== LISTED ENTRIES
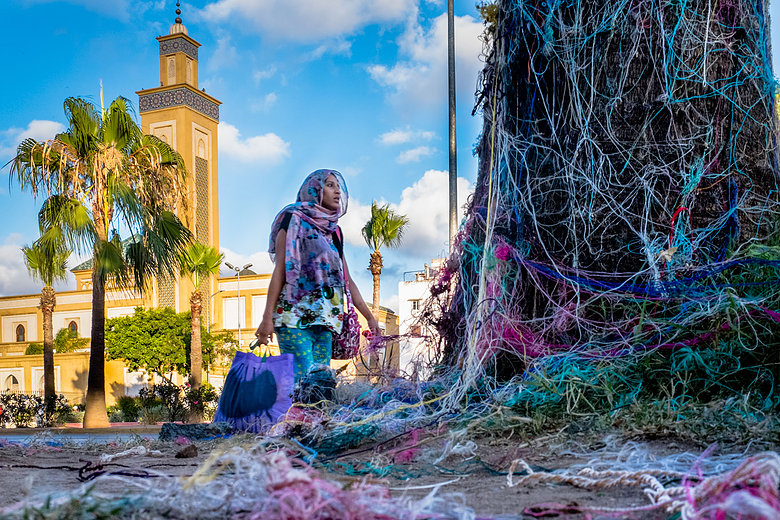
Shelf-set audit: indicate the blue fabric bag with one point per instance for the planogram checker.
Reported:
(257, 391)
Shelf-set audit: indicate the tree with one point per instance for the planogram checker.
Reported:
(198, 261)
(385, 228)
(158, 341)
(101, 175)
(46, 260)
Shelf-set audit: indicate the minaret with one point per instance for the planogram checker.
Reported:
(186, 118)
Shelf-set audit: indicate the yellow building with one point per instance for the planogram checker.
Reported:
(186, 118)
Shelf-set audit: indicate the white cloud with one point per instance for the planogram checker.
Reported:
(420, 79)
(399, 136)
(268, 148)
(426, 204)
(116, 9)
(308, 20)
(260, 75)
(356, 217)
(224, 55)
(38, 129)
(265, 104)
(339, 48)
(415, 154)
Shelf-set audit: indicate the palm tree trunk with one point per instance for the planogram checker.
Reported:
(375, 266)
(196, 353)
(48, 300)
(95, 415)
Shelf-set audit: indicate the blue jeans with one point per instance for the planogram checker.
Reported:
(308, 346)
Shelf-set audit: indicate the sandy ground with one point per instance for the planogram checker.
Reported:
(35, 464)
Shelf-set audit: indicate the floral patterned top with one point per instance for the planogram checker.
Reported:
(316, 304)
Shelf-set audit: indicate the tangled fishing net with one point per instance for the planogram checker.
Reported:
(626, 202)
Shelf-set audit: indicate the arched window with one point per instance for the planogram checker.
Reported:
(11, 383)
(20, 333)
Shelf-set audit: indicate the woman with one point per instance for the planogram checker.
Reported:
(305, 304)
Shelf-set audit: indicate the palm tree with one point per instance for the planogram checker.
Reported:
(198, 261)
(101, 175)
(385, 228)
(46, 260)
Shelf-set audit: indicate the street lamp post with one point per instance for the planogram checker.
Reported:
(238, 290)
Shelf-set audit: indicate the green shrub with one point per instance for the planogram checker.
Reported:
(26, 411)
(169, 402)
(130, 408)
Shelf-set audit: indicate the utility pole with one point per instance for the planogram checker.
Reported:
(453, 170)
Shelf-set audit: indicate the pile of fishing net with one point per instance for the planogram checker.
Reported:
(626, 202)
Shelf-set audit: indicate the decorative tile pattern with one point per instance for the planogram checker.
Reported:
(176, 97)
(166, 295)
(179, 45)
(202, 200)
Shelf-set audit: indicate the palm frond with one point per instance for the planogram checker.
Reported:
(84, 124)
(109, 261)
(72, 219)
(385, 228)
(46, 260)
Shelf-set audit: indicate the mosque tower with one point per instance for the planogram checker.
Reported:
(186, 118)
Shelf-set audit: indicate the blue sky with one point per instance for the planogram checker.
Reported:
(355, 85)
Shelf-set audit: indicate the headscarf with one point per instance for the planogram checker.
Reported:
(311, 261)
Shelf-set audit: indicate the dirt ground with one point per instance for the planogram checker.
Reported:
(476, 474)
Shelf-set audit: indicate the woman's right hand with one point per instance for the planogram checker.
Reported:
(265, 330)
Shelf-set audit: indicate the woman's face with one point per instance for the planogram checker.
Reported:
(331, 193)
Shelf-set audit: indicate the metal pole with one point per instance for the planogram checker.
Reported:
(453, 141)
(238, 302)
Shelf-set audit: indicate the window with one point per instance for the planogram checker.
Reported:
(11, 383)
(20, 333)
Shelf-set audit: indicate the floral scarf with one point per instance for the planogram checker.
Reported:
(312, 263)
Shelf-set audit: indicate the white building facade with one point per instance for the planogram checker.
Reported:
(413, 291)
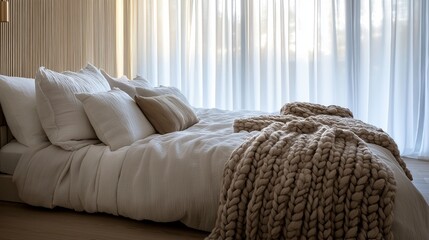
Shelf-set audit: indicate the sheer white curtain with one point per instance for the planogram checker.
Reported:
(370, 56)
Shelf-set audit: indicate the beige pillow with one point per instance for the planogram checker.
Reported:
(167, 113)
(161, 90)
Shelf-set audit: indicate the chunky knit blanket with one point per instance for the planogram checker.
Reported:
(309, 174)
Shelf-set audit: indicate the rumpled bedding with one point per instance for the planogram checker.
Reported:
(171, 177)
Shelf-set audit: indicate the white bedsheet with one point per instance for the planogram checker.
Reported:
(10, 155)
(172, 177)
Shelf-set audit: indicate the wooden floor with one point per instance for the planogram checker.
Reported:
(19, 221)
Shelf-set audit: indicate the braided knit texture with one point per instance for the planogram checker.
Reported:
(308, 174)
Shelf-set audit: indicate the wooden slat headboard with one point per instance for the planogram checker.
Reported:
(5, 134)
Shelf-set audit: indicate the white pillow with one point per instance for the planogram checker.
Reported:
(116, 118)
(162, 90)
(61, 113)
(18, 100)
(126, 85)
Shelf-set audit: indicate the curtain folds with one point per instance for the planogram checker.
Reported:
(370, 56)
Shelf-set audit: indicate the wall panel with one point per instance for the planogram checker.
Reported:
(58, 34)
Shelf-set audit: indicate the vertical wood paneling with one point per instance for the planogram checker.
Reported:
(58, 34)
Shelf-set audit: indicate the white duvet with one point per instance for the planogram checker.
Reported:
(172, 177)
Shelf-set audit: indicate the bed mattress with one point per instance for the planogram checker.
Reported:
(10, 155)
(171, 177)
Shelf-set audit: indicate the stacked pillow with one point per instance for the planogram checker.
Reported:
(17, 98)
(76, 109)
(61, 113)
(126, 85)
(116, 118)
(167, 113)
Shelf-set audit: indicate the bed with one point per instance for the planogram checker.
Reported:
(167, 177)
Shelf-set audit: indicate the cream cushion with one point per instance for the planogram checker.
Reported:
(116, 118)
(126, 85)
(162, 90)
(167, 113)
(18, 101)
(61, 113)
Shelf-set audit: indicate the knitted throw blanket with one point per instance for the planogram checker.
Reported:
(309, 174)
====
Show, from the entries above, every line that includes the string "window".

Shelf-set audit: indicate the arched window with one point per instance for the planogram checker.
Shelf-set audit: indicate the window with one point per instance for the planogram checker.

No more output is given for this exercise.